Extract every line from all of the items below and copy each one out unchanged, character for character.

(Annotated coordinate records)

§ §

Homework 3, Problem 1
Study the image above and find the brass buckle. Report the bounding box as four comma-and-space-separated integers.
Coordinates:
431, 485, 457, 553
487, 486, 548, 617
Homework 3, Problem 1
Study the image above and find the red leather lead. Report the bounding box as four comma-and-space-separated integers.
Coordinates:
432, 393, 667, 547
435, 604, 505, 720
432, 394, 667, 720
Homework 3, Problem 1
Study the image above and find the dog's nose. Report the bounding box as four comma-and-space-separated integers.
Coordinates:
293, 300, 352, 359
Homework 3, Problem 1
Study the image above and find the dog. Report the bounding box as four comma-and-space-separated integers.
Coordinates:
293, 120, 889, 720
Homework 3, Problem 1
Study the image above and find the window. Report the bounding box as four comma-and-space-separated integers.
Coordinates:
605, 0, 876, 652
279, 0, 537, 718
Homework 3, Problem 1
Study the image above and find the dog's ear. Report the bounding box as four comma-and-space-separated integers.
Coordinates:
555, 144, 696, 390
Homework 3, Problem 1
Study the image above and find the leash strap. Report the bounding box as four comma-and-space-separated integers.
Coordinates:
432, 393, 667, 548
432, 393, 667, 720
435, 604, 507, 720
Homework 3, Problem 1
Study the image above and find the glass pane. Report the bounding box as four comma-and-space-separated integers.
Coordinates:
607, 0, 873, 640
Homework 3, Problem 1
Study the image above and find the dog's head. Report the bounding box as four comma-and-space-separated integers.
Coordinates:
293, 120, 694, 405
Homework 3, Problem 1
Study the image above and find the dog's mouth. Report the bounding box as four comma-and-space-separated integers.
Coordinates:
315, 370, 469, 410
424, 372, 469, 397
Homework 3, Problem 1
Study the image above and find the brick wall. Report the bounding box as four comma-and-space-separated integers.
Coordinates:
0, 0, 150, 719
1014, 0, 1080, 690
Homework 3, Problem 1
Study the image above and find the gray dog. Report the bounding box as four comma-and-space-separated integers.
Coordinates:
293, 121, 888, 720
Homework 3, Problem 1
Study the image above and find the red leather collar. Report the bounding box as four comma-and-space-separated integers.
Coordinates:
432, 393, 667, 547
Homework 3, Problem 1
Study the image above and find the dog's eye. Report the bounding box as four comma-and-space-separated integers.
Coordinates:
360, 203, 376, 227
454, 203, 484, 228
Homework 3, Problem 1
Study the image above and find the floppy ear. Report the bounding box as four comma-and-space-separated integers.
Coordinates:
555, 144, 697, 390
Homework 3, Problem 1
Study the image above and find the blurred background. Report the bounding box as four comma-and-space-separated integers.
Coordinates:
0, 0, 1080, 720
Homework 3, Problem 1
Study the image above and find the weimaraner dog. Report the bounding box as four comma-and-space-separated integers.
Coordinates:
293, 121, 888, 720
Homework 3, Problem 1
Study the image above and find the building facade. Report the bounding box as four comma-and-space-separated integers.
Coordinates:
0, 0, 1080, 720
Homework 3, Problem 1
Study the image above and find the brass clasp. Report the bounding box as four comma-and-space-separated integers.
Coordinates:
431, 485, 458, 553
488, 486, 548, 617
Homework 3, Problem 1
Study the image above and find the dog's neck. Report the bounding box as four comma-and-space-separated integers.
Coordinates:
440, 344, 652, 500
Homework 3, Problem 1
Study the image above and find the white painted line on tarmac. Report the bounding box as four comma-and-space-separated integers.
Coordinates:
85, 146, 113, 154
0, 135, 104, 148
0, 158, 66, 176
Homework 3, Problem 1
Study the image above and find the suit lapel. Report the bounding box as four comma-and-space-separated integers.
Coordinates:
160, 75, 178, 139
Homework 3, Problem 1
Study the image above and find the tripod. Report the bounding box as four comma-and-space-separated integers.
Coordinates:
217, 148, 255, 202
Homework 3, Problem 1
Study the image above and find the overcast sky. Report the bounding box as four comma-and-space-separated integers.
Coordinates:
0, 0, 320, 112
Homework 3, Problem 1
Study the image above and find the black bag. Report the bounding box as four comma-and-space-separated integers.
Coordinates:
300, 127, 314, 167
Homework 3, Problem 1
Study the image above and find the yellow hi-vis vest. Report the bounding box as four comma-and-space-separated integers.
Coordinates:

§ §

● **TASK SOLUTION**
Homework 3, Problem 1
Study the image above and find the brass buckle. Report the bounding box as four comma-and-space-separated integers.
Coordinates:
431, 485, 457, 553
487, 486, 548, 617
Homework 3, Problem 1
Study the image above and find the red leather lead. Report the bounding box as four comma-and-space-separated integers.
Coordinates:
432, 393, 667, 547
435, 604, 505, 720
432, 394, 667, 720
Homework 3, Problem 1
Study the image above and find the dog's nose. Report the bounding box as four comma-and-space-separated integers.
Coordinates:
293, 300, 352, 359
Homework 3, Problem 1
Study the image above and find the dog. Report the bounding box as four comma-and-space-separated integers.
Coordinates:
293, 120, 889, 720
Homework 3, Problem 1
Study the image above and find the window. Report the bounding box as four comma-and-space-separated integers.
Coordinates:
605, 0, 876, 652
279, 0, 537, 718
Homework 3, Problem 1
Study the image above and find the dog's ear. Report the bounding box as four comma-and-space-separated integers.
Coordinates:
555, 144, 696, 390
Homework 3, Problem 1
Study the image above and find the leash strap. Report the bounding box as four comma-and-space-separated integers.
Coordinates:
432, 393, 667, 548
432, 393, 667, 720
435, 604, 507, 720
Homework 3, Problem 1
Study the image above and find the glass pane. Report the bounding box as four comma-and-space-separated integers.
Coordinates:
607, 0, 873, 640
Homework 3, Problem 1
Study the image above and find the dog's head. Report the bounding box as four comma-and-space-separated integers.
Coordinates:
293, 120, 694, 405
Homework 3, Problem 1
Study the image above and find the dog's mouth. Report the bounding box as four comma-and-space-separated integers.
Coordinates:
315, 370, 469, 410
424, 372, 469, 397
Homework 3, Problem 1
Study the image above and find the brick wall. Report the bounding box as four comma-and-space-separated integers.
Coordinates:
0, 0, 150, 719
1014, 0, 1080, 690
Homework 3, Problem 1
Study the image above and find the gray dog. Report the bounding box as four comma-and-space-separated integers.
Coordinates:
293, 121, 888, 720
Homework 3, Problem 1
Study the image above and find the red leather collar. Report the bounding box as four comma-and-space-separated integers.
Coordinates:
432, 393, 667, 547
Homework 3, Problem 1
Study the image above and find the dog's eye. Report the bounding box as four comma-and-space-separated integers.
Coordinates:
360, 203, 376, 227
454, 203, 484, 228
Homework 3, Problem 1
Study the image above and find the floppy ear. Report the bounding box as four comma-and-space-separated integers.
Coordinates:
555, 144, 697, 390
Homework 3, Problem 1
Study the image above and find the blurred background. Report the bounding box as four comma-and-space-separated integers.
Coordinates:
0, 0, 1080, 720
Homework 3, Problem 1
Study the image above and find the weimaraner dog. Report the bounding box as four comma-and-space-separated integers.
Coordinates:
293, 121, 888, 720
Homework 3, Problem 1
Study the image above and find the building facade. Report the bounding box as four comma-and-space-separated integers.
Coordinates:
0, 0, 1080, 720
Homework 3, Problem 1
Study the image above and find the brass clasp. Report the bounding box as four comma-and-space-separated integers.
Coordinates:
431, 485, 458, 553
488, 486, 548, 617
Homework 3, Problem 1
Study the image above and find the dog's neck. Report the bounding box as four comma-and-space-separated integers.
Coordinates:
440, 344, 652, 500
Homework 3, Problem 1
Study the image above and find the white painted line on tarmac. Report the bounding box as four comma-and-space-separated integers.
Coordinates:
85, 146, 113, 154
0, 135, 104, 148
0, 158, 66, 176
Homework 3, Problem 1
Study the image above and find the suit lapel. Report the bounding box as four comma-and-space-separated integers.
Coordinates:
160, 75, 178, 139
Homework 3, Problem 1
Study the image above and find the tripod. Report the bounding box as four comma-and-space-separated integers.
Coordinates:
217, 148, 255, 202
Homework 3, Problem 1
Study the image above and find the overcast sky. Report the bounding box as four comma-and-space-separated integers.
Coordinates:
0, 0, 320, 112
Homework 3, Problem 1
Study the image above and find the black bag. Report the bounding box as four comma-and-space-separated integers.
Coordinates:
300, 127, 314, 167
Homework 3, Problem 1
Study the image above and find the yellow hi-vis vest. Report the bounding box as four comma-and-space-separated integers.
Coordinates:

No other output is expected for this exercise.